* EXERCISE INSTRUCTIONS: Substitute "marker" for every occurrence of "keypoint" in the lines below, changing nothing else. Leave the pictures out of your version.

--- BEGIN ---

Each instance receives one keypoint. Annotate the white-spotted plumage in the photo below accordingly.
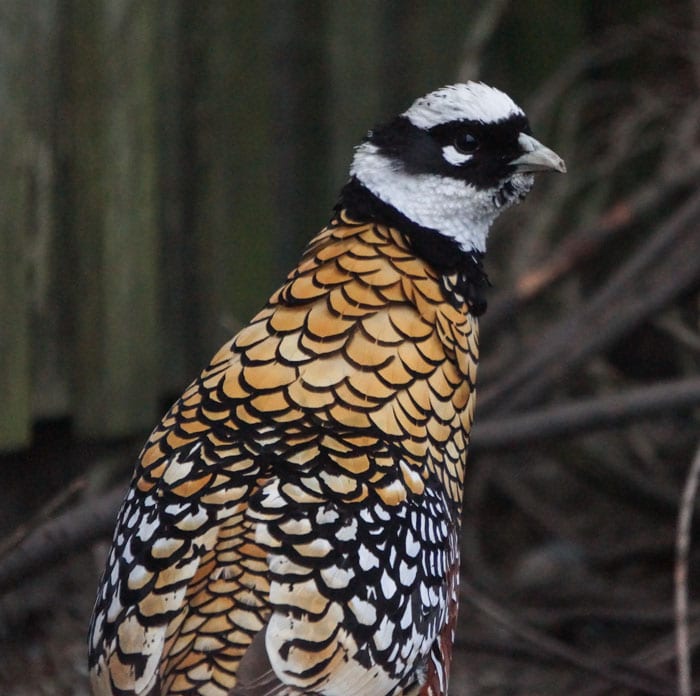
(292, 524)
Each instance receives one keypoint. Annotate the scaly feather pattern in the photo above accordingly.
(311, 479)
(292, 526)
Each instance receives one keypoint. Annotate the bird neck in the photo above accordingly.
(462, 273)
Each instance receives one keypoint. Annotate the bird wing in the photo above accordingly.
(348, 397)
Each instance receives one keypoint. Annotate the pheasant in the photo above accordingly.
(292, 525)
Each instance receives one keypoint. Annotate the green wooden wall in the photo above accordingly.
(162, 163)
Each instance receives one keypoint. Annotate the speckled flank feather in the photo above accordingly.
(309, 480)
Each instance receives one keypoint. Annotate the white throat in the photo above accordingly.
(450, 206)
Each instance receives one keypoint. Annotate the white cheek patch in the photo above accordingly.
(453, 156)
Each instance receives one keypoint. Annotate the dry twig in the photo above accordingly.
(630, 678)
(685, 518)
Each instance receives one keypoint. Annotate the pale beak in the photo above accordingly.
(536, 157)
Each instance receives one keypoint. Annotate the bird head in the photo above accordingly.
(453, 161)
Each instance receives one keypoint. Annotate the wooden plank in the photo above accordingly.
(15, 383)
(234, 221)
(15, 380)
(113, 222)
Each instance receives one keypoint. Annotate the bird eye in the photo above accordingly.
(466, 143)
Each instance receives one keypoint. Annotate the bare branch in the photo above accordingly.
(629, 678)
(586, 414)
(685, 518)
(660, 270)
(56, 539)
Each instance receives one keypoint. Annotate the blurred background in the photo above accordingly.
(162, 164)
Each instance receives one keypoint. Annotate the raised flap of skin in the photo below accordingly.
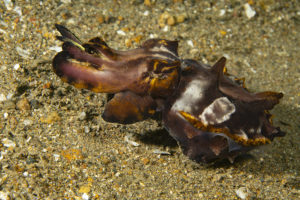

--- END ---

* SOLUTION TO THE EXERCISE:
Each instance receives one marker. Annotate the white-spotted plumage in the photo below accordingly.
(292, 524)
Each instance receives one marker. Annotate the scaly feather pattern in the photo above accordingly.
(311, 479)
(292, 526)
Each instance receives one marker. Annotate the bird neck in the photo above accordingly.
(462, 273)
Each instance receives one marker. Annotate the bird wing in the photo above accordingly.
(348, 397)
Each instance receives one marker. Annotate the pheasant in the photo above accordingly.
(292, 525)
Each instance receives one marker. Annotate the green wooden wall in the photo above accordingly.
(162, 163)
Each instance receives one marker. Annotate the speckled flank feather in the photo above accordingly.
(309, 480)
Each instance receives one marker. Annotate the white throat in the photo above accordingly.
(450, 206)
Each instance receives one marker. Annotate the white cheek patch in the photo above accordingly.
(453, 156)
Each instance receives one marker. Annotate the dry twig in the photo above accordingly.
(630, 678)
(685, 518)
Each instance receives one marker. Annotate the pale beak in the photo above accordingly.
(536, 157)
Each instance receives one marker. Annotate the bird head in the photo above accordingly.
(453, 161)
Each instance receives one marker. Annotate the wooden plank in the photo above accordingly.
(15, 383)
(234, 221)
(15, 380)
(113, 222)
Each instance receives one marker. Annotate the bird eye in the photo above accordingly.
(466, 143)
Each instance receives one marker. Annotate the bare branch in the photo above accordingly.
(629, 678)
(586, 414)
(685, 518)
(660, 270)
(56, 539)
Each instance receives one marker. Annotate the blurred background in the photo above accordingly.
(162, 164)
Each instance receives one marker. Annotate the raised flap of skin in the photo below accordingly.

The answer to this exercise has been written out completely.